# Start of Source material

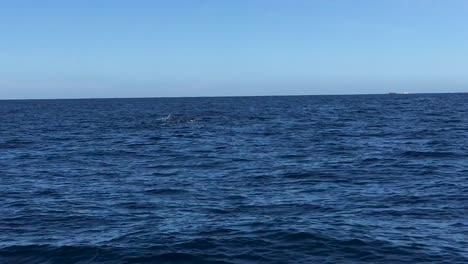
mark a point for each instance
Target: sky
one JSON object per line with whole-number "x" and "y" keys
{"x": 156, "y": 48}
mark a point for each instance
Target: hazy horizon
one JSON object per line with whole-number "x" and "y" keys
{"x": 120, "y": 49}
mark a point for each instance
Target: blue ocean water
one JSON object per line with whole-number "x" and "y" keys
{"x": 300, "y": 179}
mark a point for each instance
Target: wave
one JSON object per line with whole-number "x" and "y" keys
{"x": 235, "y": 247}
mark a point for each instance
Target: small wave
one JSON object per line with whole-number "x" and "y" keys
{"x": 428, "y": 154}
{"x": 165, "y": 191}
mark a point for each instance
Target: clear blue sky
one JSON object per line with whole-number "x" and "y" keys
{"x": 146, "y": 48}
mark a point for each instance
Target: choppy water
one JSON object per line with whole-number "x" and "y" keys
{"x": 320, "y": 179}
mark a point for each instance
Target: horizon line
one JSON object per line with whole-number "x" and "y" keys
{"x": 224, "y": 96}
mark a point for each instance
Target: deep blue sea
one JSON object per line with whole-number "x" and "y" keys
{"x": 299, "y": 179}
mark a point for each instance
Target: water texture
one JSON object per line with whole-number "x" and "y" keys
{"x": 300, "y": 179}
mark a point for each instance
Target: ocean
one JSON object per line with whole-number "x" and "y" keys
{"x": 293, "y": 179}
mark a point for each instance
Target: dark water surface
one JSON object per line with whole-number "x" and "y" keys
{"x": 319, "y": 179}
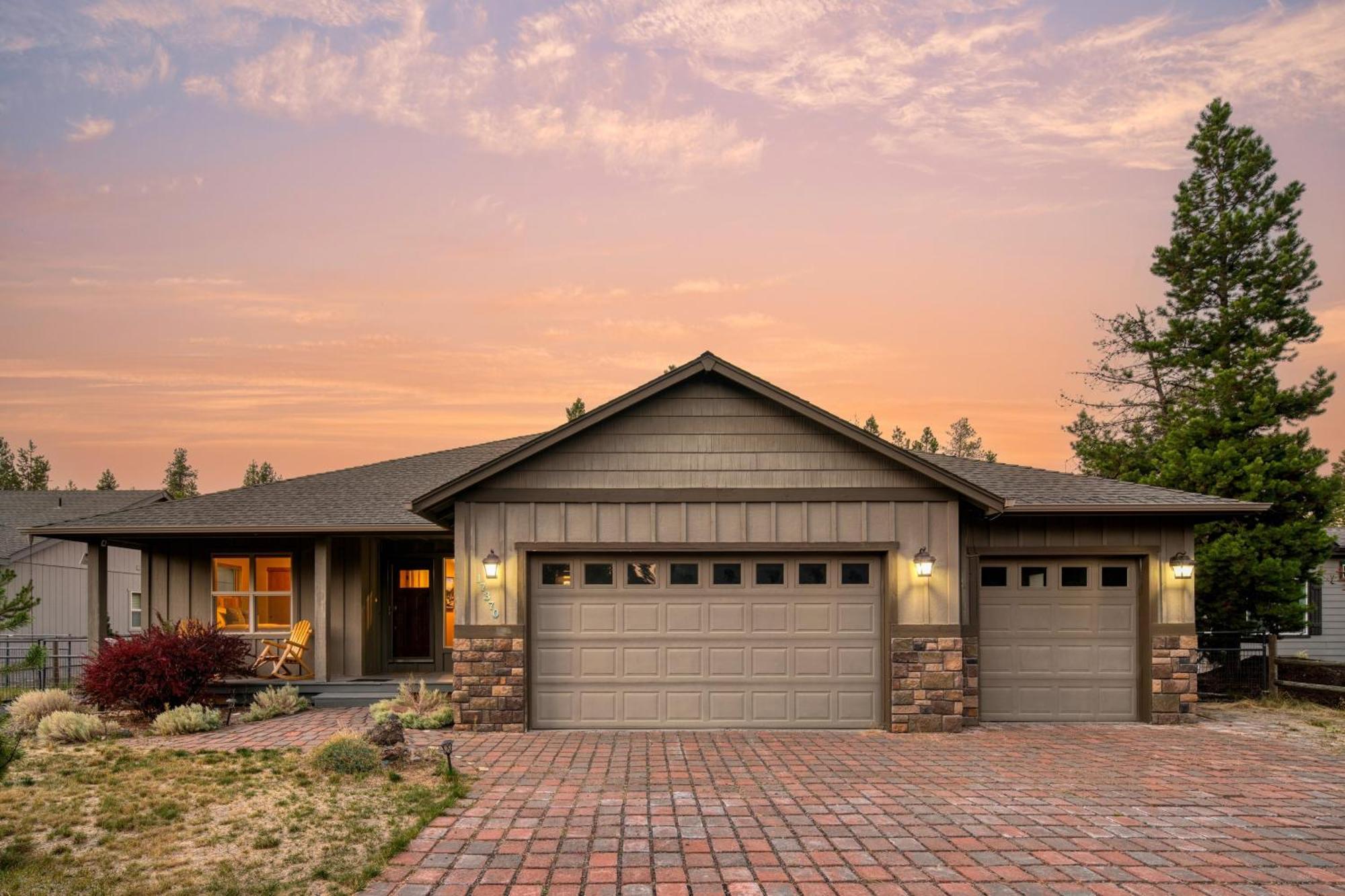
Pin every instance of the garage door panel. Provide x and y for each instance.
(775, 655)
(1052, 653)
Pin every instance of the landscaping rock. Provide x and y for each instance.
(387, 733)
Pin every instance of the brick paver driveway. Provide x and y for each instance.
(1003, 809)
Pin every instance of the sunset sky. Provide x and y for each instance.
(328, 232)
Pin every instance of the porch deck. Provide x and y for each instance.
(342, 690)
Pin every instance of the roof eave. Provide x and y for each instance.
(428, 503)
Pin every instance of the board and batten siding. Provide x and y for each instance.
(178, 587)
(502, 526)
(1174, 600)
(61, 583)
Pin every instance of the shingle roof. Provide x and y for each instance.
(24, 509)
(1030, 487)
(369, 498)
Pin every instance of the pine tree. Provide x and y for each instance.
(260, 474)
(181, 477)
(1239, 276)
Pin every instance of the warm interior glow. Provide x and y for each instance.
(450, 600)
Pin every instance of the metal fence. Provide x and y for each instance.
(63, 667)
(1233, 665)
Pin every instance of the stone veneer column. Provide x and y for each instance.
(490, 684)
(929, 684)
(1175, 681)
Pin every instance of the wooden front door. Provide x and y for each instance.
(414, 611)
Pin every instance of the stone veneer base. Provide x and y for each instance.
(490, 689)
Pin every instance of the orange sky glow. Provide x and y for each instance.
(328, 233)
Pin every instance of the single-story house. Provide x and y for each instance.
(59, 568)
(1324, 638)
(707, 551)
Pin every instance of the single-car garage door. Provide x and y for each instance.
(1059, 639)
(707, 642)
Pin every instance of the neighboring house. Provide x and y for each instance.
(59, 568)
(1325, 634)
(707, 551)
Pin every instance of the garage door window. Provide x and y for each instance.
(770, 573)
(813, 573)
(855, 573)
(684, 573)
(728, 575)
(1034, 576)
(598, 573)
(642, 575)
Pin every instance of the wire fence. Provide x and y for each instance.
(63, 666)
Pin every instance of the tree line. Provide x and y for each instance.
(28, 470)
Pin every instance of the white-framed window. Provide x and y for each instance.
(254, 592)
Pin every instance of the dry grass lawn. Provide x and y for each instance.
(106, 818)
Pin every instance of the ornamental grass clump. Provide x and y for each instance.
(33, 706)
(346, 754)
(418, 706)
(68, 727)
(186, 720)
(276, 701)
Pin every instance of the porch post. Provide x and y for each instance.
(98, 595)
(322, 567)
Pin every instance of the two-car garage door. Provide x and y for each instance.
(707, 642)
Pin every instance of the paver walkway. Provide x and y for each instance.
(1001, 809)
(305, 729)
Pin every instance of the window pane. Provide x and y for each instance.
(598, 573)
(728, 573)
(272, 612)
(1074, 576)
(813, 573)
(855, 573)
(641, 573)
(232, 573)
(232, 612)
(274, 573)
(685, 573)
(770, 573)
(556, 573)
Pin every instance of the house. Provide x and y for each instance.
(1325, 634)
(59, 568)
(707, 551)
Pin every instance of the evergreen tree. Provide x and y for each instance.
(181, 477)
(260, 474)
(1239, 276)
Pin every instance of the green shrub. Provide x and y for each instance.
(416, 705)
(276, 701)
(67, 727)
(33, 706)
(346, 754)
(186, 720)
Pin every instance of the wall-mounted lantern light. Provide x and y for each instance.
(1183, 565)
(925, 563)
(493, 565)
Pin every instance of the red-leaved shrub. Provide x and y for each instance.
(163, 666)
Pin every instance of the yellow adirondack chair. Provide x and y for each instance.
(287, 653)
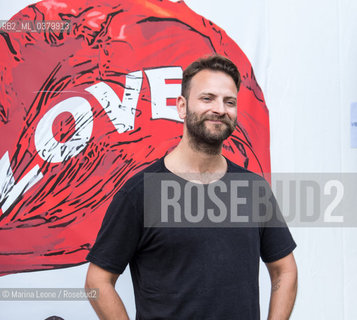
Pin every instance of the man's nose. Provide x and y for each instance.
(219, 107)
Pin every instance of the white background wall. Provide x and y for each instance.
(304, 56)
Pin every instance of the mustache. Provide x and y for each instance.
(223, 119)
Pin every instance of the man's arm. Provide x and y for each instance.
(108, 304)
(283, 276)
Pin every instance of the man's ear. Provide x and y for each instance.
(181, 105)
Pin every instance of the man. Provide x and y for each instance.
(193, 272)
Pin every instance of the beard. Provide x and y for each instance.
(208, 139)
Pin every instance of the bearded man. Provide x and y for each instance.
(195, 270)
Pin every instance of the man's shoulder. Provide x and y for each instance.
(234, 168)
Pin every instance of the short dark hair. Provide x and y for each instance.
(215, 63)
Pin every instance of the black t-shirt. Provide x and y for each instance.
(194, 272)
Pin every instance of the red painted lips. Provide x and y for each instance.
(83, 110)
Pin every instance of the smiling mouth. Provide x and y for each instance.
(216, 121)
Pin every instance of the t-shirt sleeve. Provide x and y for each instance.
(118, 236)
(276, 241)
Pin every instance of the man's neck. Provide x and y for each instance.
(186, 160)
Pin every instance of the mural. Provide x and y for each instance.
(84, 108)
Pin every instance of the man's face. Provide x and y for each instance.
(211, 114)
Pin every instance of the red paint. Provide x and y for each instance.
(54, 224)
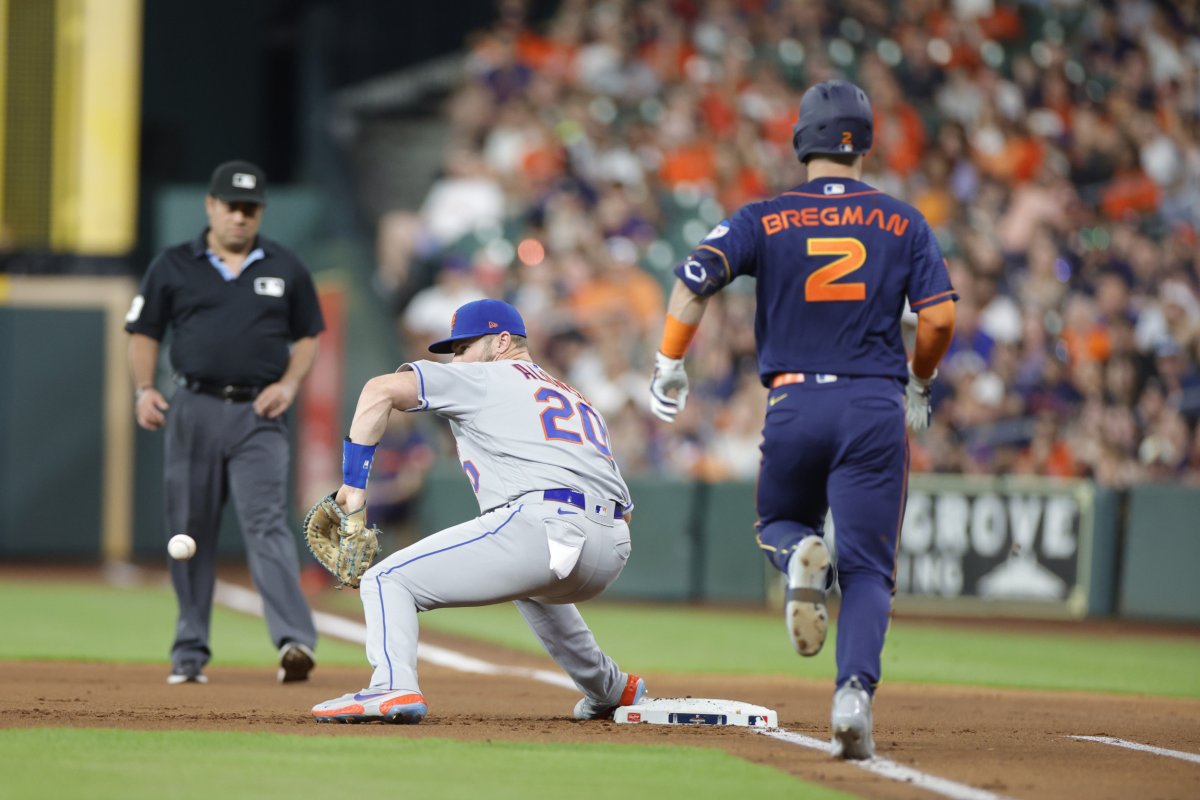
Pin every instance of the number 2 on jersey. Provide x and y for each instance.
(820, 287)
(561, 409)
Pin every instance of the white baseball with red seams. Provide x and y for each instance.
(181, 547)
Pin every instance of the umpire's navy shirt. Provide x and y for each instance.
(227, 330)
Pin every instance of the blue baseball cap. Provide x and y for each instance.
(480, 318)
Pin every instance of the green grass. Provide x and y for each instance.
(202, 765)
(695, 641)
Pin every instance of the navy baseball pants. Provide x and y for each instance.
(839, 444)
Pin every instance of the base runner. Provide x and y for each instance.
(834, 259)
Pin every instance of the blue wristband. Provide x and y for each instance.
(357, 463)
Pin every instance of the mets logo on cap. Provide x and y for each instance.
(480, 318)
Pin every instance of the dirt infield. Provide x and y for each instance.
(1009, 743)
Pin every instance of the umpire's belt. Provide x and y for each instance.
(229, 392)
(576, 499)
(787, 378)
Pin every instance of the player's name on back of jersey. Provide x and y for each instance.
(833, 217)
(533, 372)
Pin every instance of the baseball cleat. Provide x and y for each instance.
(851, 721)
(295, 662)
(187, 672)
(805, 612)
(633, 695)
(400, 707)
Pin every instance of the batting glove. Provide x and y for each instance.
(917, 408)
(669, 377)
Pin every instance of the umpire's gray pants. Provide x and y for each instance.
(543, 555)
(214, 447)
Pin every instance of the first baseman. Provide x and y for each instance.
(835, 259)
(553, 524)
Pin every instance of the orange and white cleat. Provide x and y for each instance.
(633, 695)
(399, 707)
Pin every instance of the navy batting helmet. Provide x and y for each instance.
(835, 118)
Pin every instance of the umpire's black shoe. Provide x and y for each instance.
(295, 662)
(187, 672)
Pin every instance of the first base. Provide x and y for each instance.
(696, 710)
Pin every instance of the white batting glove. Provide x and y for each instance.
(669, 377)
(917, 408)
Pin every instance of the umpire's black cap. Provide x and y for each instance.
(835, 119)
(239, 181)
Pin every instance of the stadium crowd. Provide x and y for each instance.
(1053, 145)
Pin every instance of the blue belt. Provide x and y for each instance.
(576, 499)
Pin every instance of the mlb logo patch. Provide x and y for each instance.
(269, 287)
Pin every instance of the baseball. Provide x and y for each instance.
(181, 547)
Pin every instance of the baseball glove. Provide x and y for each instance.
(341, 541)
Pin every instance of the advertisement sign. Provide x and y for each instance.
(996, 539)
(994, 545)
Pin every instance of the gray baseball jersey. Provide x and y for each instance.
(520, 429)
(551, 530)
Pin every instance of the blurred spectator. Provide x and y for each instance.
(1054, 146)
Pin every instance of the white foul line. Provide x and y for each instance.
(889, 769)
(247, 601)
(1146, 749)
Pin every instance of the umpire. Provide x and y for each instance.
(244, 319)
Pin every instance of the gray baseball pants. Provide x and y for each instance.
(545, 557)
(215, 449)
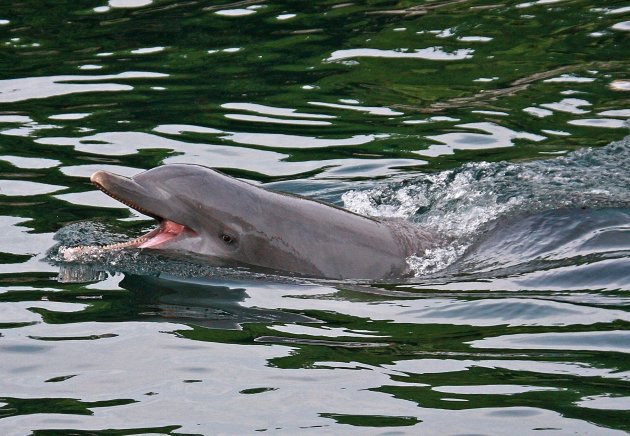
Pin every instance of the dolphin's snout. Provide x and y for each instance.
(99, 177)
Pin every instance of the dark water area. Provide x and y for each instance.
(500, 126)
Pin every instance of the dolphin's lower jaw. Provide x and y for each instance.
(166, 231)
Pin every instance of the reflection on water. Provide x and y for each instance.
(463, 116)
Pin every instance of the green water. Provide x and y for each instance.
(499, 124)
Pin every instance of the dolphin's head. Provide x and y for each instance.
(198, 209)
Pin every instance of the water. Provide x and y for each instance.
(500, 125)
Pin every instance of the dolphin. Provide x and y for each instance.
(204, 212)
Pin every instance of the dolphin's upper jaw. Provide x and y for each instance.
(166, 231)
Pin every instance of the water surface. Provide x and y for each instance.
(499, 124)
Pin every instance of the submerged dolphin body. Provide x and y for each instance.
(202, 211)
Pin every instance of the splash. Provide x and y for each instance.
(462, 204)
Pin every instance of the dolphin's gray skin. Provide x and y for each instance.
(202, 211)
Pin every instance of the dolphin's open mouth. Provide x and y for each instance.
(167, 230)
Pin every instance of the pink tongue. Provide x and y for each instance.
(167, 231)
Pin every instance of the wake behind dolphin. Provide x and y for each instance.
(204, 212)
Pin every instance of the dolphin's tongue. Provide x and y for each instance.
(167, 231)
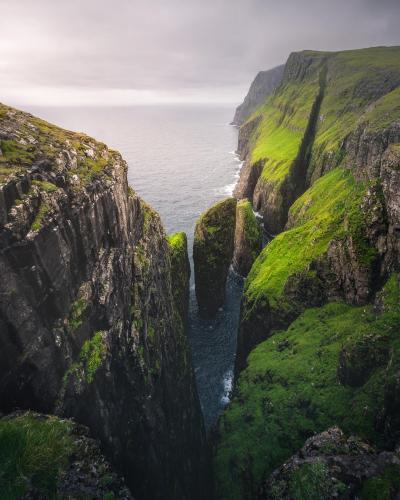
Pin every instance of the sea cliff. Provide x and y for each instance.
(89, 325)
(317, 342)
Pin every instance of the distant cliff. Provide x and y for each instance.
(318, 342)
(89, 327)
(263, 85)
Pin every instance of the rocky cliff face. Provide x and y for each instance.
(263, 86)
(248, 238)
(88, 323)
(44, 456)
(317, 343)
(349, 124)
(212, 254)
(329, 465)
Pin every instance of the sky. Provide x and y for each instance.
(121, 52)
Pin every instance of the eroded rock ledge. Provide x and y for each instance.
(88, 322)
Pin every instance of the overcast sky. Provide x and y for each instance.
(140, 51)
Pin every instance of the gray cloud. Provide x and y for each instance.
(174, 46)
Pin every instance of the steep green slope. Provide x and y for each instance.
(334, 112)
(330, 367)
(317, 334)
(301, 130)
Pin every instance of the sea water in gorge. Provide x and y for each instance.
(181, 160)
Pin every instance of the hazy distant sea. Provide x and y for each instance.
(181, 160)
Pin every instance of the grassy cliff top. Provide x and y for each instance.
(27, 140)
(360, 86)
(330, 367)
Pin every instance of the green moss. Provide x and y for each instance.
(382, 487)
(252, 228)
(48, 187)
(91, 357)
(291, 390)
(44, 210)
(33, 451)
(317, 217)
(180, 273)
(14, 152)
(6, 172)
(212, 254)
(77, 311)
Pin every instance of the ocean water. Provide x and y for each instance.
(181, 160)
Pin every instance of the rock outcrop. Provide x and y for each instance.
(248, 238)
(88, 322)
(356, 251)
(44, 456)
(329, 465)
(263, 85)
(317, 343)
(212, 254)
(180, 273)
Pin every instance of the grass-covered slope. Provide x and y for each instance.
(180, 272)
(248, 238)
(302, 128)
(44, 456)
(286, 277)
(330, 367)
(212, 254)
(323, 136)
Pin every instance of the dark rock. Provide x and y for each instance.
(86, 473)
(248, 238)
(180, 273)
(88, 322)
(212, 254)
(333, 466)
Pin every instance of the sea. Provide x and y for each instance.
(181, 160)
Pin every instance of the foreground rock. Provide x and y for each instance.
(248, 238)
(212, 254)
(43, 456)
(332, 466)
(88, 322)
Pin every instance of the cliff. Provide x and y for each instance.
(44, 456)
(180, 273)
(329, 465)
(317, 343)
(212, 254)
(262, 86)
(88, 323)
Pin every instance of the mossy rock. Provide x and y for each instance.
(212, 254)
(248, 238)
(43, 456)
(290, 390)
(180, 273)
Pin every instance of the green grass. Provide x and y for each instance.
(77, 311)
(91, 357)
(351, 96)
(317, 218)
(180, 272)
(33, 450)
(48, 141)
(291, 390)
(48, 187)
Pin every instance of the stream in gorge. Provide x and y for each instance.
(181, 160)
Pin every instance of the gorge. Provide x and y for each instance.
(94, 309)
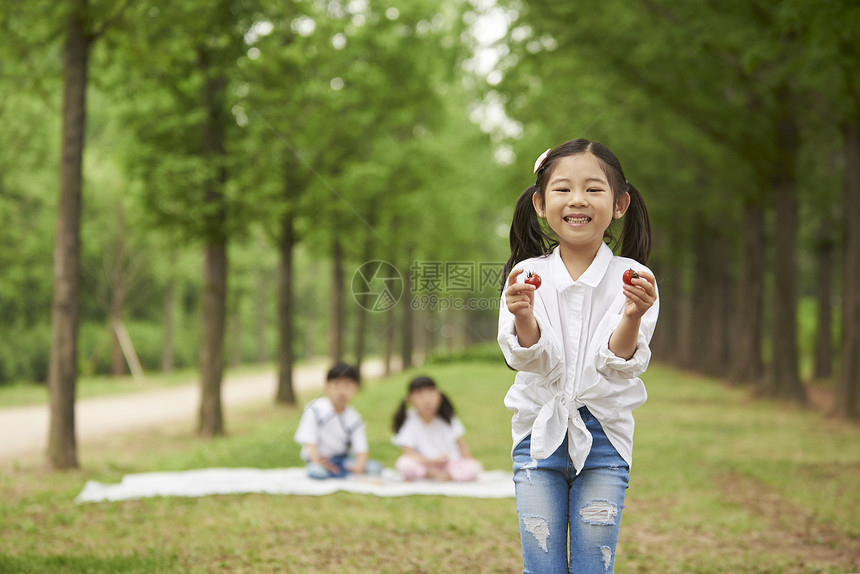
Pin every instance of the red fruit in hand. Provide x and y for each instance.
(533, 279)
(628, 276)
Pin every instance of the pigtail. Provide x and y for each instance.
(528, 238)
(446, 409)
(400, 417)
(636, 233)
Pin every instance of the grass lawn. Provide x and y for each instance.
(721, 483)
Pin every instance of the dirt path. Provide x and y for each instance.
(24, 430)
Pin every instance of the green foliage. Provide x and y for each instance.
(720, 483)
(486, 352)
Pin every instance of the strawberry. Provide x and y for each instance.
(533, 279)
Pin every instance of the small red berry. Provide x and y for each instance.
(533, 279)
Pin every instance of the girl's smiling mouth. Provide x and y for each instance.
(577, 219)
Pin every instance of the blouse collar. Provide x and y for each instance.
(591, 277)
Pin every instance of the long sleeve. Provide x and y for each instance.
(542, 357)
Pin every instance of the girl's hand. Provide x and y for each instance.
(640, 295)
(520, 300)
(519, 297)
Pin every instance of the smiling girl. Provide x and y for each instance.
(579, 343)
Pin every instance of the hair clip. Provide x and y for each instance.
(540, 159)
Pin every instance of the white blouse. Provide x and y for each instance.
(571, 365)
(333, 433)
(431, 440)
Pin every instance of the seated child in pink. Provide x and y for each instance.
(430, 437)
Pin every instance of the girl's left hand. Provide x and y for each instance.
(640, 295)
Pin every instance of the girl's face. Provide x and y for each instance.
(578, 203)
(426, 402)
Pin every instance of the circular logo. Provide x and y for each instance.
(377, 286)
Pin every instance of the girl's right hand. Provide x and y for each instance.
(519, 297)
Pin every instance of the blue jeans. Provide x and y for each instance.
(318, 471)
(552, 501)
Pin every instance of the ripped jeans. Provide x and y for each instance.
(553, 500)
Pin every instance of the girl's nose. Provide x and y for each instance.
(576, 197)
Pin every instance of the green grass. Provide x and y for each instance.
(721, 483)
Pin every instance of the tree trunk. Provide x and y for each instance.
(285, 393)
(389, 339)
(363, 313)
(824, 335)
(849, 376)
(212, 338)
(215, 267)
(666, 341)
(747, 362)
(336, 320)
(118, 291)
(235, 332)
(260, 312)
(62, 369)
(701, 346)
(785, 376)
(718, 325)
(407, 329)
(169, 313)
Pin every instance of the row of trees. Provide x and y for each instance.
(336, 132)
(741, 123)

# End of Source material

Nothing but the lines from the line with "Pin every instance of the girl's left" to the last line of the listing above should appear; please retype them exactly, both ends included.

Pin every instance of the girl's left hand. Provide x and y for each instance.
(640, 295)
Pin every instance of the girl's face. Provide x and y for each instance.
(578, 203)
(426, 402)
Pin every instance of the circular logo. Provide x and y for each instance.
(377, 286)
Pin every instance of the girl's right hand. Provide x and y for each instance.
(519, 297)
Pin every instance of the blue jeans. Provide x and y for each instance.
(318, 471)
(552, 501)
Pin every instance of the ripped jeans. Provide x and y for each instance.
(553, 500)
Pin every instance of the girl's nose. Provide x and y for each instance.
(576, 197)
Pin every instance of the green grass. Provide x and y for each instance.
(721, 483)
Pin every instance of the tree trunk. Provide x and y for each instance.
(285, 393)
(389, 339)
(363, 313)
(824, 335)
(849, 376)
(212, 338)
(215, 267)
(666, 341)
(747, 362)
(336, 320)
(118, 291)
(235, 332)
(260, 312)
(62, 369)
(701, 346)
(785, 376)
(718, 325)
(407, 329)
(169, 313)
Pin every instance of the row of trees. Provide x and y for each instance.
(336, 132)
(741, 123)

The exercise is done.